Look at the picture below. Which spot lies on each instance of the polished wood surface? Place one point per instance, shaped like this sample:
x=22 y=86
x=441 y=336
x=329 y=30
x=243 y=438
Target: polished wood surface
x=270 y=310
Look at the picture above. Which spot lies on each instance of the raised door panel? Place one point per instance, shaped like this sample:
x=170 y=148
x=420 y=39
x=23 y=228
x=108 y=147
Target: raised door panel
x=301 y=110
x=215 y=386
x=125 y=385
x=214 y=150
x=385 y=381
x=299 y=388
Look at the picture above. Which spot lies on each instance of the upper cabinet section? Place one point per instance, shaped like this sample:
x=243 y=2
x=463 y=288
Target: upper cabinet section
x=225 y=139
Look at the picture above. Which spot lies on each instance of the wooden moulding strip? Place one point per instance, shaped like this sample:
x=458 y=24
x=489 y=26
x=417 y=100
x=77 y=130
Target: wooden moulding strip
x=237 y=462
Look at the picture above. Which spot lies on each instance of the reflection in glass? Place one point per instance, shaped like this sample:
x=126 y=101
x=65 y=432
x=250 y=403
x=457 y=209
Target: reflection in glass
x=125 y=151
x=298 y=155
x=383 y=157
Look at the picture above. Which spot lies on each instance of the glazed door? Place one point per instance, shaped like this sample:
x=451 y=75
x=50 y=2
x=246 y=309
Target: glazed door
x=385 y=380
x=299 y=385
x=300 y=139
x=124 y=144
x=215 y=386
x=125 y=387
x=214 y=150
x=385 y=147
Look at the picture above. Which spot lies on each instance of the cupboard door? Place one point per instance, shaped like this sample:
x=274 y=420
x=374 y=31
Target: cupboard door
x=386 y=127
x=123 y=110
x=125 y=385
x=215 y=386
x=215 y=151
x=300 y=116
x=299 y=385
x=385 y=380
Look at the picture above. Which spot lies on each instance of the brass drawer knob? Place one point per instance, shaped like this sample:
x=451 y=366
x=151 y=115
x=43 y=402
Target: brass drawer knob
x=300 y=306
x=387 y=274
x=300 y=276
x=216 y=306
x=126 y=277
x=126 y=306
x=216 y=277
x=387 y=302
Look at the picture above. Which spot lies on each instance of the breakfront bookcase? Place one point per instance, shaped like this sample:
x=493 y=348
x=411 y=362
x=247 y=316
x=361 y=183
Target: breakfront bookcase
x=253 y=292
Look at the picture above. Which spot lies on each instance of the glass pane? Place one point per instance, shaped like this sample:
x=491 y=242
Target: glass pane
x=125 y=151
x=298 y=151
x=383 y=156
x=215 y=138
# # # #
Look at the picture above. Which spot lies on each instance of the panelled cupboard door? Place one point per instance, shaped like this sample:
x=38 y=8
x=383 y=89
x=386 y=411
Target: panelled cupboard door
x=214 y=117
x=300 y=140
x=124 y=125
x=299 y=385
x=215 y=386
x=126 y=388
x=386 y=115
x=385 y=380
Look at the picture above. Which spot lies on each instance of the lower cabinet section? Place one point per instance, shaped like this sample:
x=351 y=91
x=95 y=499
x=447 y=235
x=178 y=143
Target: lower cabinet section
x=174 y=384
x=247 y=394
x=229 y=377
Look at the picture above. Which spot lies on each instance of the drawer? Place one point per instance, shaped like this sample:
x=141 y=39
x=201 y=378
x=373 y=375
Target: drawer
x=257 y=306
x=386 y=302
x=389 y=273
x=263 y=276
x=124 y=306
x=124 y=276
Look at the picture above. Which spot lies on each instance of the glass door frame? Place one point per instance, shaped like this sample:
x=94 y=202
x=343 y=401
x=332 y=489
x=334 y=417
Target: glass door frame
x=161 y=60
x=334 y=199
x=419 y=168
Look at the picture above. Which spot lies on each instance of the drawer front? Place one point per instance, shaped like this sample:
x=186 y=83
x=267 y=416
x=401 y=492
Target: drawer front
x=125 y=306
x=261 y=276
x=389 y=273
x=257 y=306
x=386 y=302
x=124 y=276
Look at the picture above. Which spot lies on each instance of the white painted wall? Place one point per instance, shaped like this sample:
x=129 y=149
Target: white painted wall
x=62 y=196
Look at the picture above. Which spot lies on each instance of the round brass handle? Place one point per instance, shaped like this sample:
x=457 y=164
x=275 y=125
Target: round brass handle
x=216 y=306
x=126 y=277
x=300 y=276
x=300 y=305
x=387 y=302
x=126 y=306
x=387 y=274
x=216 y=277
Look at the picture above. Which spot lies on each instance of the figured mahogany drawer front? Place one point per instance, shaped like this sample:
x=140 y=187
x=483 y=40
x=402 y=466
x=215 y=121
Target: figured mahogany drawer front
# # # #
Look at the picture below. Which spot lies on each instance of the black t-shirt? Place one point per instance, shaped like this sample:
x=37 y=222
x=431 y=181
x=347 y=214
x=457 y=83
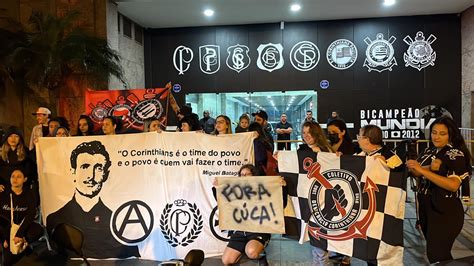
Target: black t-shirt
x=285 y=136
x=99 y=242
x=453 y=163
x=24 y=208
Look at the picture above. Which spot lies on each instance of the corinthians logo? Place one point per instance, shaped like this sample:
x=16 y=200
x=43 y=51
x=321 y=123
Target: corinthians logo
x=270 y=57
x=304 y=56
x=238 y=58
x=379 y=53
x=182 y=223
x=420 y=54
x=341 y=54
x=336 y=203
# # # #
__EXERCISE AIM__: Reproduce the records above verbatim, starting at the line containing "of the polished" and ending after the line containing "x=383 y=157", with both of those lines included.

__EXERCISE OUTPUT__:
Look at the picture below. Which spot lies on each instance of the polished wood surface? Place one point per instance, shaped like this sample:
x=22 y=86
x=441 y=336
x=329 y=30
x=243 y=438
Target: polished wood surface
x=270 y=310
Look at the picture above. Which spot lies on each instance of the raised door panel? Place one point per instance, shaped like this sample:
x=170 y=148
x=420 y=39
x=23 y=228
x=108 y=147
Target: raised door panel
x=301 y=110
x=215 y=386
x=125 y=385
x=214 y=150
x=385 y=381
x=299 y=388
Look at the picture above. Which spot lies on each instance of the upper cabinet section? Place one point per instance, shaped like this sample:
x=243 y=2
x=463 y=288
Target: upper cabinet section
x=225 y=139
Look at the picture above. Which spot lies on each instance of the wooden moulding strip? Place one point per instance, shaped like this sample:
x=458 y=24
x=489 y=26
x=417 y=100
x=77 y=130
Target: wooden moulding strip
x=237 y=462
Look at the picture above. Which spot lies on each instance of the reflection in glass? Place one point per instance, shaped like this sample:
x=126 y=101
x=65 y=432
x=250 y=403
x=457 y=209
Target: reflection in glass
x=125 y=151
x=298 y=155
x=383 y=157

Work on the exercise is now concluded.